What to do
Return all of the entries word for word, but omit the pictures they contain.

(Referring expression pointing data)
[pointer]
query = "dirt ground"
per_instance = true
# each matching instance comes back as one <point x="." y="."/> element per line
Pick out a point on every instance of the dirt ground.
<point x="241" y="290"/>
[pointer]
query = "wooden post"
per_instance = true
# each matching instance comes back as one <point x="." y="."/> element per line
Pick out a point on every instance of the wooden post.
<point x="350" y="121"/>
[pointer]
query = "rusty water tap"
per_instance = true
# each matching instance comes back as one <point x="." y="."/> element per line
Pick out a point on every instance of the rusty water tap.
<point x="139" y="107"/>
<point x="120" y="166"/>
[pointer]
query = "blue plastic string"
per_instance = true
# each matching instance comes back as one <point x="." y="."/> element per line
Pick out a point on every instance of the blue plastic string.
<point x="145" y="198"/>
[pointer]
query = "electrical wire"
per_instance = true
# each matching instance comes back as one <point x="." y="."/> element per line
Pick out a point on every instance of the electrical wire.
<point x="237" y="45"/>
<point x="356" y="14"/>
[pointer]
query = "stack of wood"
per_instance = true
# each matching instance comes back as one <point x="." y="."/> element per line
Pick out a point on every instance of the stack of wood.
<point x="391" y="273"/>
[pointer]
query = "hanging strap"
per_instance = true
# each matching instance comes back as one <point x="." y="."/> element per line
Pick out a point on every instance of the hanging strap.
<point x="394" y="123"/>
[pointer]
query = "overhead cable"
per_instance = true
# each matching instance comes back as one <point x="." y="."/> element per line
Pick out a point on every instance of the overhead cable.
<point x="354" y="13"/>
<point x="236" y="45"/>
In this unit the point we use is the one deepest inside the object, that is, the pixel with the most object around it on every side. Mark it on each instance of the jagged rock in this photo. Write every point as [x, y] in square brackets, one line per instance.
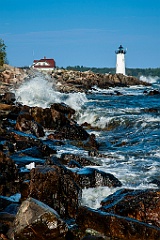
[63, 108]
[26, 123]
[8, 98]
[91, 177]
[24, 142]
[143, 205]
[115, 226]
[75, 81]
[66, 158]
[8, 176]
[53, 186]
[35, 220]
[154, 92]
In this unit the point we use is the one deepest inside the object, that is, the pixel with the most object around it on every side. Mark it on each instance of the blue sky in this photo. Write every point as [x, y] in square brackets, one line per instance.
[81, 32]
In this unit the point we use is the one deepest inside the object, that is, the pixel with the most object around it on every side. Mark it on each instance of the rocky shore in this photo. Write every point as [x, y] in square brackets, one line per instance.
[41, 192]
[74, 81]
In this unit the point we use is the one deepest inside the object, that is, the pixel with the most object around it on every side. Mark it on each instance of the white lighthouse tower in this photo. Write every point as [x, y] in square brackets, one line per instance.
[120, 65]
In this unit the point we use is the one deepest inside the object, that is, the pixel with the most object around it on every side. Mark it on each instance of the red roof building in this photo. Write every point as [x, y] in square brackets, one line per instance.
[44, 64]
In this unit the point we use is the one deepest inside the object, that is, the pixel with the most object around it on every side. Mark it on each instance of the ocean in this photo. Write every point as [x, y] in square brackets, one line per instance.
[125, 121]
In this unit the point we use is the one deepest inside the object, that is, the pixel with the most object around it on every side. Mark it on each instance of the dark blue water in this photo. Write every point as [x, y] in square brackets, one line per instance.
[126, 125]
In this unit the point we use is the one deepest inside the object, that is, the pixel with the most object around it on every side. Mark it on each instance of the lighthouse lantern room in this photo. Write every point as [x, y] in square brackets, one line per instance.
[120, 65]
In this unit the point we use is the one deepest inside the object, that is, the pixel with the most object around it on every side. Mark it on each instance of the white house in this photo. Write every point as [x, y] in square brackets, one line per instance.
[44, 64]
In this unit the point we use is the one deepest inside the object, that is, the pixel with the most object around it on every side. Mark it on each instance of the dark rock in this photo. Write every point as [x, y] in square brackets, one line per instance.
[6, 221]
[53, 186]
[154, 92]
[142, 205]
[8, 176]
[22, 142]
[91, 177]
[40, 222]
[115, 226]
[8, 97]
[63, 108]
[67, 157]
[26, 123]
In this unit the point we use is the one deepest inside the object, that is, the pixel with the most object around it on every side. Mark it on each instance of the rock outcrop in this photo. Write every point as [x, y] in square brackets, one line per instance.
[75, 81]
[49, 187]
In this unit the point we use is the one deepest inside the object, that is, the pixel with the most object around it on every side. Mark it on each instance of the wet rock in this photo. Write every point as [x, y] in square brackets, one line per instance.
[53, 186]
[115, 226]
[48, 117]
[142, 205]
[91, 177]
[40, 222]
[154, 92]
[8, 176]
[75, 81]
[63, 108]
[43, 151]
[66, 158]
[26, 123]
[8, 98]
[6, 221]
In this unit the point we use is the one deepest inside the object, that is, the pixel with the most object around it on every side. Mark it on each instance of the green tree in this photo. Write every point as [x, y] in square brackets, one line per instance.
[2, 52]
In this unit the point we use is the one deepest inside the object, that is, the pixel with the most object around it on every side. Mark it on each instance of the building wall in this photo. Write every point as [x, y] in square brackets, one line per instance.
[120, 65]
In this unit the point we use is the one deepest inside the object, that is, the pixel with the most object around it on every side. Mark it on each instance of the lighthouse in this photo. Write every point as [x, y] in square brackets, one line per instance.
[120, 65]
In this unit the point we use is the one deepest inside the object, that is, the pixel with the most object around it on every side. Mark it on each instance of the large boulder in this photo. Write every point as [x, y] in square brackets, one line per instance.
[8, 176]
[142, 205]
[52, 185]
[115, 226]
[26, 123]
[92, 177]
[35, 220]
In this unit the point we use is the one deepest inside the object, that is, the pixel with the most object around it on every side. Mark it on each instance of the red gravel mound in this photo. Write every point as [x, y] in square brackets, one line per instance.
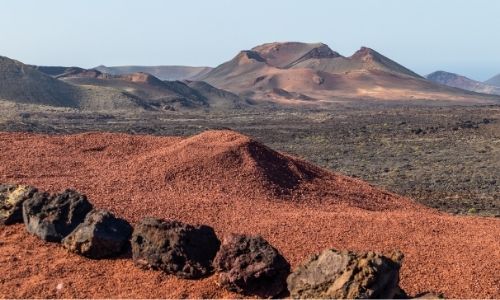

Answer to the problem
[pointer]
query = "dirt ground"
per_instance = true
# each matching instance comes back as one <point x="." y="."/> element per line
Pick out a point on every instance of the dirt ground.
<point x="241" y="290"/>
[pointer]
query = "wooden post"
per_instance = true
# each matching instance comes back as one <point x="." y="."/> element per line
Pick out a point on every instance of the wooden post.
<point x="350" y="121"/>
[pointer]
query = "rusty water tap"
per_instance = true
# each matching instance comes back as one <point x="." y="."/> element per line
Pick out a point on every instance of the rusty water tap.
<point x="139" y="107"/>
<point x="120" y="166"/>
[pointer]
query = "blue plastic string"
per_instance = true
# each matching instance comes back as one <point x="." y="."/> element per line
Pick out a point on every instance of the blue plastic string.
<point x="145" y="198"/>
[pointer]
query = "electrical wire"
per_instance = true
# each matching instance comes back as one <point x="." y="."/> element per line
Pick out a point on every instance of the electrical wire.
<point x="237" y="45"/>
<point x="356" y="14"/>
[pointer]
query = "stack of wood"
per_instance = true
# each matching instance comes back as one <point x="." y="."/> element per line
Pick out a point on every instance of the stack of wood.
<point x="391" y="273"/>
[pointer]
query = "hanging strap"
per_instance = true
# each matching instance comes back as one <point x="." y="."/> element per line
Pick out a point on every instance of the hanging strap.
<point x="394" y="123"/>
[pointer]
query = "overhead cable"
per_instance = true
# each matching instance comes back as one <point x="." y="."/> element per line
Pick out a point on every instance of the overhead cable.
<point x="354" y="13"/>
<point x="236" y="45"/>
In this unit the point we use is the one deepest inside the object, that is, the pixel with the most object around it on every side. Mark it on each instance of the jagged rock in this photo. Write every point as [x, y] in square brackets, one line per instance.
[63, 108]
[26, 123]
[8, 98]
[91, 177]
[24, 142]
[143, 205]
[115, 226]
[75, 81]
[66, 158]
[8, 176]
[53, 186]
[35, 220]
[154, 92]
In this unit the point we use is the one deepest inside the object, that is, the pixel with the most object around it on every side. Mark it on each instance of the blue sky in this photo. Write every point as [x, y] in square brackets, one line per instance.
[81, 32]
In this unit the point we use is the one deepest inside the object, that is, the pixel with the most object around it on every side. Mark it on each instance of the rocky shore in this photo. Write every point as [x, y] in square brackets, one line per instance.
[41, 192]
[74, 81]
In this unit the point we use is the one deepest inside the object, that is, the pixel with the most object around it on every side. Mark it on each instance of the white lighthouse tower in this photo. Write every point as [x, y] in square brackets, one line per instance.
[120, 65]
In this unit the point we use is the one deepest inside the object, that is, the pixel with the most object around it on every side. Mark it on each instance of the red roof building in this photo. Write every point as [x, y] in square brackets, one line per instance.
[44, 64]
In this unit the point we use is the one deepest inside the object, that is, the pixel with the most object around it on every side. Mark it on each instance of the ocean in this photo. Write every point as [x, y] in square brackets, one line per instance.
[125, 121]
In this unit the point we use is the one deepest inside the object, that is, the pixel with the most object around it on every side. Mark it on each instance of the dark blue water in this photo. Write every point as [x, y] in square brackets, one line per instance.
[126, 125]
In this unit the point we use is the one deepest inside the object, that is, the pixel with the most object around it on every side. Mark it on each instance of the lighthouse lantern room in this photo. Write every point as [x, y] in square brackets, one line per instance.
[120, 65]
In this unit the point we use is the one deepest inside the object, that is, the pixel with the most object around it on every side. Mark it on each instance of the white house in this photo. Write every point as [x, y] in square brackets, one line per instance.
[44, 64]
In this unit the point we use is the one deepest inside the object, that is, the pixel with the most object around it on every side. Mark it on each instance of the dark rock in this photo. Write every point as [x, y] in square brackets, one line per instance.
[6, 221]
[53, 186]
[154, 92]
[142, 205]
[8, 176]
[22, 142]
[91, 177]
[40, 222]
[115, 226]
[8, 97]
[63, 108]
[67, 157]
[26, 123]
In this unit the point we use is the one deepest inside the object, that is, the pixel with the most object around it on every side. Mark it on each instance of the rock outcrop in this photo. Write every point as [x, y] in square brackets, one line per instance.
[75, 81]
[49, 187]
In this unit the point we use is the one deepest inside the object, that is, the pixel with the most object around it on every side. Mark it on each instance of the wet rock in this photo. Write every point as [x, y] in square brackets, one line per instance.
[53, 186]
[115, 226]
[48, 117]
[142, 205]
[91, 177]
[40, 222]
[154, 92]
[8, 176]
[75, 81]
[63, 108]
[43, 151]
[66, 158]
[26, 123]
[8, 98]
[6, 221]
In this unit the point we use is the one deepest inside the object, that is, the pixel with the most object around it on every side. Mark it on each instance of the green tree in this photo. Write every point as [x, y] in square brackets, one line per instance.
[2, 52]
In this unit the point we use is the one deepest inside the object, that is, the pixel with the most object around it on every side. Mark it on each instance of the building wall in this photo. Write every point as [x, y] in square brackets, one line per instance.
[120, 65]
In this unit the point we use is the one deepest inside the object, that is, the pixel with the most object around it on every side. Mark it on each instance of the lighthouse in this photo. Write every point as [x, y] in square brackets, one line per instance.
[120, 65]
In this unit the point we use is the one deepest inside the object, that is, the pixel with the most object around it on every side. Mark it on each instance of the large boulder in this photo. Write every point as [x, y] in square brackets, one line per instance.
[8, 176]
[142, 205]
[52, 185]
[115, 226]
[26, 123]
[92, 177]
[35, 220]
In this unit the point we use is the one deepest inside the object, that is, the pixel with the most object around it on every side. Mark it on each instance of the red gravel mound in this photo. Write every point as [x, y] in square brackets, one line per instance.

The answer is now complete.